» **Excerpt to read**:

- Logo
- Genre: Action
- Developer: Nintendo EAD Tokyo
- Publisher: Nintendo
- Producer: Yoshiaki Koizumi
- Composer: Toshiyuki Sudo
- Platforms: Wii U, Nintendo 3DS
- Original release: December 18, 2013 NES RemixNA/EU: December 18, 2013; JP: December 19, 2013; NES Remix 2JP: April 24, 2014; NA/EU: April 25, 2014; NES Remix PackJP: April 24, 2014; NA: December 5, 2014; Ultimate NES RemixEU: November 7, 2014; AU: November 8, 2014; NA: December 5, 2014; JP: August 27, 2015; ;
- First release: NES Remix December 18, 2013
- Latest release: Ultimate NES Remix November 7, 2014

= NES Remix =

Video game series

NES Remix (Note: Famicom Remix (ファミコンリミックス, Famikon Rimikkusu)) is a compilation video game series developed and published by Nintendo for the Wii U. The first and eponymous game was simultaneously announced and released on December 18, 2013, on the Nintendo eShop following a Nintendo Direct presentation. A second game, NES Remix 2, (Note: Famicom Remix 2 (ファミコンリミックス2, Famikon Rimikkusu Tsū)) was released on April 25, 2014. A retail edition consisting of both games, titled NES Remix Pack, (Note: Famicom Remix 1+2 (ファミコンリミックス 1+2, Famikon Rimikkusu Wan Purasu Tsū)) was released on April 24, 2014, in Japan and December 5 in North America. Another title, Ultimate NES Remix (Note: Famicom Remix Best Choice (ファミコンリミックス ベストチョイス, Famikon Rimikkusu Besutochoisu)) for Nintendo 3DS, was released on November 7–8, 2014 in Europe and Australia, December 5 in North America and August 27, 2015, in Japan.

The first game in the series, NES Remix, is composed of 16 vintage Nintendo Entertainment System games with a total of 204 challenges throughout; the second game, NES Remix 2, features 12 additional NES games with a further 169 challenges. Mostly composed of vintage excerpts from games, these compilations also present special categories of stages called remixes to additionally concoct unique challenges not possible in the original games. The purchase of both NES Remix and NES Remix 2 unlocks Championship Mode in the latter, sporting an online leaderboards system.

» **Supplied information**:
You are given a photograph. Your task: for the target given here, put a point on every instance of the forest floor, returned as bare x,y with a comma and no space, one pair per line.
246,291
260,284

» **Exercise prompt**: Can you reproduce, word for word, the stretch of the NES Remix text from "The first game" through "online leaderboards system."?

» **Full answer**:
The first game in the series, NES Remix, is composed of 16 vintage Nintendo Entertainment System games with a total of 204 challenges throughout; the second game, NES Remix 2, features 12 additional NES games with a further 169 challenges. Mostly composed of vintage excerpts from games, these compilations also present special categories of stages called remixes to additionally concoct unique challenges not possible in the original games. The purchase of both NES Remix and NES Remix 2 unlocks Championship Mode in the latter, sporting an online leaderboards system.